Items from a data source:
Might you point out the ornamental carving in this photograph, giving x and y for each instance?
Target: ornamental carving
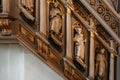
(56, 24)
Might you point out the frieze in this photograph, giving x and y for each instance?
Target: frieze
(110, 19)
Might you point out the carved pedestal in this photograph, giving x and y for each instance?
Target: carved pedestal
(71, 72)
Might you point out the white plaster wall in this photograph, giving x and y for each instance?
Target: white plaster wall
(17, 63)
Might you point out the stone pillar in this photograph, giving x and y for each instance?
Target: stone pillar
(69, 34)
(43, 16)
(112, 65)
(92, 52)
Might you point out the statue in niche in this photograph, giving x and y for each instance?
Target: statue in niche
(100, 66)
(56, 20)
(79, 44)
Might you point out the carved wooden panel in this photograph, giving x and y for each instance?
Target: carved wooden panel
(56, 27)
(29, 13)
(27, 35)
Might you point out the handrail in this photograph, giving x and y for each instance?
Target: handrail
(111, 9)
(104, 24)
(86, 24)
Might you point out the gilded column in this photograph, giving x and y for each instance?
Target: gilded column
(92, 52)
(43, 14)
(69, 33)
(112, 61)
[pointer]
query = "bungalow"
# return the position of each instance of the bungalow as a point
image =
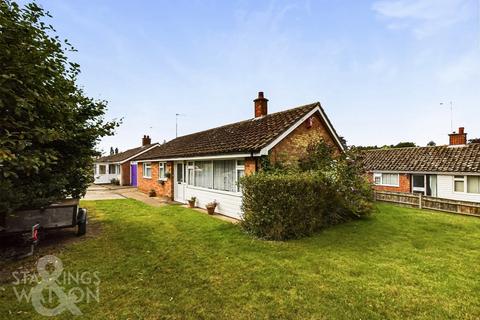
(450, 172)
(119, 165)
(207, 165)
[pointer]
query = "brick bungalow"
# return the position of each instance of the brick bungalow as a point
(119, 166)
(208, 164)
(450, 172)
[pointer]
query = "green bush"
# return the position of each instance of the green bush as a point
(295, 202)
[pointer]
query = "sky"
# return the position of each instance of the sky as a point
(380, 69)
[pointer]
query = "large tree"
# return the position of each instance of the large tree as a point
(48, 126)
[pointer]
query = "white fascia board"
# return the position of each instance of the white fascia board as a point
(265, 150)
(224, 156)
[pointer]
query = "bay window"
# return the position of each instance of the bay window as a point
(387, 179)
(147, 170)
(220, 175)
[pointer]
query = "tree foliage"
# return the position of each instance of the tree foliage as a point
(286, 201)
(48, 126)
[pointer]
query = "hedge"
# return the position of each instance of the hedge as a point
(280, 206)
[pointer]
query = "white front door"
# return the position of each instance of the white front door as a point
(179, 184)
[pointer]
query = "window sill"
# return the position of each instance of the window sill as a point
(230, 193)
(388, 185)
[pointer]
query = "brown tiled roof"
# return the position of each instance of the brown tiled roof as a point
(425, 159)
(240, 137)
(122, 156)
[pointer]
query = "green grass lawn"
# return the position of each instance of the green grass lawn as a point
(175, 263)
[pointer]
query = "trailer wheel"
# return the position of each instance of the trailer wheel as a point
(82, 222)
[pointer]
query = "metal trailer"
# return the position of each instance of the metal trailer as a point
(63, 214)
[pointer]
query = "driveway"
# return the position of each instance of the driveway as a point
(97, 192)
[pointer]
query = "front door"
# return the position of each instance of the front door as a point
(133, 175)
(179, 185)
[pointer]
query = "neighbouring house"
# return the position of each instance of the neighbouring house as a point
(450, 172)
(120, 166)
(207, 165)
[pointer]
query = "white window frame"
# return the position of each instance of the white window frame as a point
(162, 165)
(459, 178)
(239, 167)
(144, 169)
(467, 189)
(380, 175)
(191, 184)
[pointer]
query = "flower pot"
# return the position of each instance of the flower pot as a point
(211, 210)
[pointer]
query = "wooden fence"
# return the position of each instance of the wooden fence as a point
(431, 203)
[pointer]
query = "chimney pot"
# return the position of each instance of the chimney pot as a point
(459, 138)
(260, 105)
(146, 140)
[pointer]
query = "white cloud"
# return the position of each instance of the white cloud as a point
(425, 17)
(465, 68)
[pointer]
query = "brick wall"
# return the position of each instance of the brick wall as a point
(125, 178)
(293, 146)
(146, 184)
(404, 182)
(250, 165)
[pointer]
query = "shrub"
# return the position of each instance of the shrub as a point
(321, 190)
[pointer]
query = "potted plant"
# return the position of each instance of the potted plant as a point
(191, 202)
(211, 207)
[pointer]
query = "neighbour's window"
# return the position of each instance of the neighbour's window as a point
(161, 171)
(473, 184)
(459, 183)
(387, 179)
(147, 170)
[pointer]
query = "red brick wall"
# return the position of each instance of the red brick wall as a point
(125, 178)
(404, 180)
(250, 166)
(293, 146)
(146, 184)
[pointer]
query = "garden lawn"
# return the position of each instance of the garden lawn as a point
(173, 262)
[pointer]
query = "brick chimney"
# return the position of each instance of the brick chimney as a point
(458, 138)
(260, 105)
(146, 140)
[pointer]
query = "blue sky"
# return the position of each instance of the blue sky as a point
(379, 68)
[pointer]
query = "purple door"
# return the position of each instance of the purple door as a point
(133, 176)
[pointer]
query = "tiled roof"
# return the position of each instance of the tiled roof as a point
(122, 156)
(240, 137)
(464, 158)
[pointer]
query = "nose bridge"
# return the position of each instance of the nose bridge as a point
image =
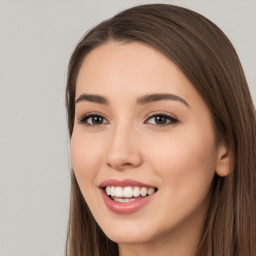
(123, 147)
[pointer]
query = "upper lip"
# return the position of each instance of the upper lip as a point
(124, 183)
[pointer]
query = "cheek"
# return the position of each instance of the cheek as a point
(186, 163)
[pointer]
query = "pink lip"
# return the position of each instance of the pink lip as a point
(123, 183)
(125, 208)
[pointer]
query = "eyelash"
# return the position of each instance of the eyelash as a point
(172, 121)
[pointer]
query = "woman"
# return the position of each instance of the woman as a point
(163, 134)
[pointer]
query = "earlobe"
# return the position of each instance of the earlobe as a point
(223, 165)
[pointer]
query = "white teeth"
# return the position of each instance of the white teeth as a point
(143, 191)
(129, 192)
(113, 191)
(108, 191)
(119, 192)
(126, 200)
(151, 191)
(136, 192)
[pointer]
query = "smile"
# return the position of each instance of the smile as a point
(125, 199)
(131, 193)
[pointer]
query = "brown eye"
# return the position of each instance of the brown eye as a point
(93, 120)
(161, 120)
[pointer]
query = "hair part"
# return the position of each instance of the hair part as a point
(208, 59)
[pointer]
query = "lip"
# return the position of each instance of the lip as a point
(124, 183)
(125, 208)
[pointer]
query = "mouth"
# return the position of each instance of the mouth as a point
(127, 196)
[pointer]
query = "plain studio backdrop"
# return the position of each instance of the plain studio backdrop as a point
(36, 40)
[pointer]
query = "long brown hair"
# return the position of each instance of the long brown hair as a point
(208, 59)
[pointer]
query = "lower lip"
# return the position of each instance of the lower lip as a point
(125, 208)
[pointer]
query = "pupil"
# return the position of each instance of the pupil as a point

-- Exercise objective --
Return each line above word for word. Skip the pictures.

-- Output of the exercise --
Might you point out the ornamental carving in this photograph, giving x and y for each instance?
Target: ornamental carving
(56, 24)
Might you point out the frieze in this photograph, giving x and y for each instance?
Target: frieze
(110, 19)
Might you point out the carved pedestal in this photograph, giving x and y for each instance?
Target: carved pedestal
(71, 72)
Might you point out the white plaster wall in this photograph, giving x and y for each instance?
Target: white plaster wall
(17, 63)
Might you point out the stone pillar in this photograph, giving x and y for each instance?
Target: stone pillar
(69, 34)
(43, 16)
(112, 65)
(92, 52)
Might you point out the statue in niche in this photograph, giving x and y for each instance?
Target: statue in niche
(100, 66)
(56, 20)
(79, 44)
Might you point out the carved wooden panel in this photograph, giving x and y for each instance?
Target: carved wooden panel
(56, 27)
(29, 13)
(27, 35)
Might you point out the handrail in this photograph, giving x and y for each instance?
Target: handrail
(111, 9)
(104, 24)
(86, 24)
Might you point out the gilded column in this photograph, giving x and y for each instance?
Target: gilded column
(92, 52)
(43, 14)
(69, 33)
(112, 61)
[pointer]
query = "bungalow"
# return the position of each instance of the bungalow as a point
image =
(450, 172)
(119, 165)
(207, 165)
[pointer]
query = "brick bungalow"
# return the position of each instance of the brick bungalow as a point
(119, 166)
(208, 164)
(450, 172)
[pointer]
query = "green bush"
# return the position of each instance of the green bush as a point
(295, 202)
[pointer]
query = "sky"
# return the position of each instance of the sky as a point
(380, 69)
[pointer]
query = "large tree"
# return the position of each instance of the large tree as a point
(48, 126)
[pointer]
query = "white fascia board"
# return the position of each instance of the white fascia board as a point
(265, 150)
(224, 156)
[pointer]
query = "bay window"
# return the position of each instance of the bay window as a point
(387, 179)
(147, 170)
(220, 175)
[pointer]
query = "tree foliage"
# return the position of each instance of the tree foliage as a point
(286, 201)
(48, 126)
[pointer]
query = "hedge"
# return the position of each instance of the hedge as a point
(280, 206)
[pointer]
query = "white front door"
# return the position of each instance of the white front door as a point
(179, 184)
[pointer]
query = "window sill"
# return the position of each instance of the window sill as a point
(230, 193)
(388, 185)
[pointer]
query = "brown tiled roof"
# return the position of each instance of the brown tiled roof as a point
(425, 159)
(240, 137)
(122, 156)
[pointer]
query = "green grass lawn"
# return the position of each instance of the green grass lawn as a point
(175, 263)
[pointer]
query = "trailer wheel"
# return the position of each instance of the trailer wheel as a point
(82, 222)
[pointer]
query = "metal trailer"
# return the position of each instance of the metal trailer as a point
(63, 214)
[pointer]
query = "driveway"
# return the position of each instance of the driveway as a point
(97, 192)
[pointer]
query = "front door"
# return the position of each instance of the front door as a point
(133, 175)
(179, 185)
[pointer]
query = "neighbouring house"
# return the position of each instance of the neighbouring house as a point
(450, 172)
(120, 166)
(207, 165)
[pointer]
query = "white window frame"
# return the position of each instance of the white window frame as a point
(162, 165)
(459, 178)
(239, 167)
(144, 169)
(467, 189)
(380, 175)
(191, 184)
[pointer]
query = "flower pot"
# return the position of each instance of the flower pot as a point
(211, 210)
[pointer]
query = "wooden fence"
# return the position of each instance of the wooden fence as a point
(431, 203)
[pointer]
query = "chimney pot"
# return the position of each instance of the chimney pot as a point
(459, 138)
(260, 105)
(146, 140)
[pointer]
query = "white cloud"
# return the position of each instance of the white cloud as a point
(425, 17)
(465, 68)
[pointer]
query = "brick wall"
# return the position of each instance of the brick wall as a point
(125, 178)
(293, 146)
(146, 184)
(404, 182)
(250, 165)
[pointer]
query = "shrub"
# return the position of each instance of the shrub as a point
(321, 190)
[pointer]
query = "potted plant"
# return the position of each instance of the potted plant as a point
(191, 202)
(211, 207)
[pointer]
query = "neighbour's window"
# return the position of each instance of the neighbour's window as a point
(161, 171)
(473, 184)
(459, 183)
(387, 179)
(147, 170)
[pointer]
query = "red brick wall"
# return the position of each instance of the red brick wall as a point
(125, 178)
(404, 180)
(250, 166)
(293, 146)
(146, 184)
[pointer]
query = "garden lawn"
# return the position of each instance of the garden lawn as a point
(173, 262)
[pointer]
query = "brick chimney"
# return the position of each instance of the brick chimney as a point
(458, 138)
(260, 105)
(146, 140)
[pointer]
query = "blue sky"
# return the position of each instance of the blue sky as a point
(379, 68)
[pointer]
query = "purple door"
# return the position of each instance of the purple door as a point
(133, 176)
[pointer]
query = "tiled roof"
# return the position of each instance of the tiled roof as a point
(122, 156)
(240, 137)
(464, 158)
[pointer]
query = "nose bridge"
# return the position of each instance of the nose bridge as a point
image =
(123, 147)
[pointer]
query = "upper lip"
# return the position of each instance of the upper lip as a point
(124, 183)
[pointer]
query = "cheek"
# return the position of each instance of the cheek as a point
(186, 163)
[pointer]
query = "pink lip"
# return the position of each instance of the pink lip as a point
(123, 183)
(125, 208)
[pointer]
query = "eyelash"
# return the position of each instance of the eyelash as a point
(172, 121)
[pointer]
query = "woman"
# return the position of each instance of the woman as a point
(163, 134)
[pointer]
query = "earlobe"
# return the position of each instance of the earlobe as a point
(223, 165)
[pointer]
query = "white teeth"
# return the position of each instance of the white teeth as a point
(143, 191)
(129, 192)
(113, 191)
(108, 191)
(119, 192)
(126, 200)
(151, 191)
(136, 192)
[pointer]
query = "smile"
# return the position of each instance of the smile as a point
(125, 199)
(131, 193)
[pointer]
query = "brown eye"
# return the position of each instance of the brown eye as a point
(93, 120)
(161, 120)
[pointer]
query = "hair part"
# return the position of each instance of the hair part as a point
(208, 59)
[pointer]
query = "lip"
# return the position of each instance of the lip as a point
(124, 183)
(125, 208)
[pointer]
query = "mouth"
# return the position of each instance of the mouth as a point
(127, 196)
[pointer]
query = "plain studio backdrop"
# return the position of each instance of the plain studio backdrop as a point
(36, 40)
[pointer]
query = "long brown hair"
# return the position of each instance of the long brown hair as a point
(208, 59)
[pointer]
query = "lower lip"
# return the position of each instance of the lower lip as a point
(125, 208)
[pointer]
query = "pupil"
# return the position of each instance of the pupil as a point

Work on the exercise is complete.